GOAL 1: Based on the passage on Portuguese Renaissance writers, explain what kept Damião de Góis away from Portugal for twenty-two years.
GOAL 2: According to the passage on Portuguese Renaissance writers, what post did Damião de Góis hold on his return to Portugal in 1545?
GOAL 3: Carry on the passage on Portuguese Renaissance writers from its final sentence.

SOURCE:

Humanist, scholar, and chronicler Damião de Góis (1502–1574) spent twenty-two years outside of Portugal, first as the representative of commercial interests in Antwerp and later as a student in Italy and France, a humanist and friend of Erasmus, and the author of Latin essays on topics including rituals of the faith. On his return to Portugal in 1545 as chief archivist of the Torre do Tombo, Portugal's national archive, Góis was denounced by the Inquisition, before which he defended humanist orthodoxy.
Francisco de Holanda (1517–1584), the son of a Dutch painter in Portugal, studied in Italy, as did Damião de Góis. Trained by his father as an illuminator, Holanda went to Rome in 1538 and became a friend and disciple of Michaelangelo. Holanda wrote a series of essays, Da pintura Antiga (1548), the first treatise on painting in the Iberian Peninsula, in which he considered the painter as an original creator, guided by divine inspiration.
Portuguese literature treated the history of the dramatic voyages and documented maritime, commercial, and military life in the empire. India became the center of attention, in the four volumes of Décadas da Ásia by Barros and the nine additional volumes by Diogo do Couto (the last one written in 1616); the História do descobrimento & conquista da Índia pelos Portugueses (1540) by Fernão Lopes de Castanheda (c. 1500–1559); and the Chronica do felicissimo Rei Dom Emanuel (1566–1567) by Damião de Góis, the Commentarios (1557) of Afonso de Albuquerque (1453–1515), and numerous works on the conquests of Diu and Goa. The description of lands, peoples, and cultures encountered by the Portuguese produced a literature of its own, including the Livro das coisas da India (1510, pub. 1889; an account of the countries bordering on the Indian Ocean) by Duarte Barbosa (1480–1521); the Lendas da Índia (1518, pub. 1858; Indian memoranda) by Gaspar Correia (1495–1561), with ink engravings by the author. The Portuguese wrote early descriptions of China (Tratado das cousas da China by Gaspar da Cruz, 1569) and were the first Westerners to enter Japan, producing a significant body of historical and descriptive literature (Relação . . . de Iapam, 1590), by Father Luís Fróis; writings of João Rodrigues Tçuzzu, S.J.).

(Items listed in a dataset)
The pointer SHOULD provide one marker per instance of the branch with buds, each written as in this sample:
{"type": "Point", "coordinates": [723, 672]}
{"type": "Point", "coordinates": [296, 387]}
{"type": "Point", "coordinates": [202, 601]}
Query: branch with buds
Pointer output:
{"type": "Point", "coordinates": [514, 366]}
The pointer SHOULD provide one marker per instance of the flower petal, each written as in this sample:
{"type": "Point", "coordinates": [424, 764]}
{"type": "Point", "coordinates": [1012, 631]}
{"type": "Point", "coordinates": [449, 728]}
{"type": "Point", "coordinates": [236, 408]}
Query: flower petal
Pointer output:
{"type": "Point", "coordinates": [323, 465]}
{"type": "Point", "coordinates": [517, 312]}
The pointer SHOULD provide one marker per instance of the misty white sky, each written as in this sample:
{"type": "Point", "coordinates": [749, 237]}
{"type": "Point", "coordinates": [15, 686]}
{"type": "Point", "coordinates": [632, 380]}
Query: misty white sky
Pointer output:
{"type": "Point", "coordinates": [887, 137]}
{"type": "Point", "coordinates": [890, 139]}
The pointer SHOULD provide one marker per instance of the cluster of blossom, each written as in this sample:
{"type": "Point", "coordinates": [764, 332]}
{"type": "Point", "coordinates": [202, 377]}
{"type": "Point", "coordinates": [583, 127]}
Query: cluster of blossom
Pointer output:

OUTPUT 1: Góis first lived abroad as the representative of commercial interests in Antwerp. He later studied in Italy and France.

OUTPUT 2: He was chief archivist of the Torre do Tombo, Portugal's national archive.

OUTPUT 3:
Voyage literature included dramatic narratives of shipwrecks, documenting the tragic fate of one-third of the India fleets between 1552 and 1604, which were later collected in the História trágicomarítima (pub. 1735). The major prose work of the discoveries is Fernão Mendes Pinto's Peregrinação (pub. 1614; The travels of Mendes Pinto), a fantastic first-person account of his travels and adventures throughout Portuguese Asia and one of the most widely read books of the seventeenth century. The constant encounter between the Portuguese narrator and Asians, amounting to an early form of anthropology, enabled the narrator to objectify himself and the Portuguese from the other's critical point of view. Long considered to contain fabrications and intentional exaggerations, the Peregrinação has proved to be substantially accurate in the light of recent investigations. The novel contributed to the development of the picaresque or self-conscious hero and to narrative style.
THE MANUELINE STYLE: MANNERISM AND THE "DISCONCERT OF THE WORLD"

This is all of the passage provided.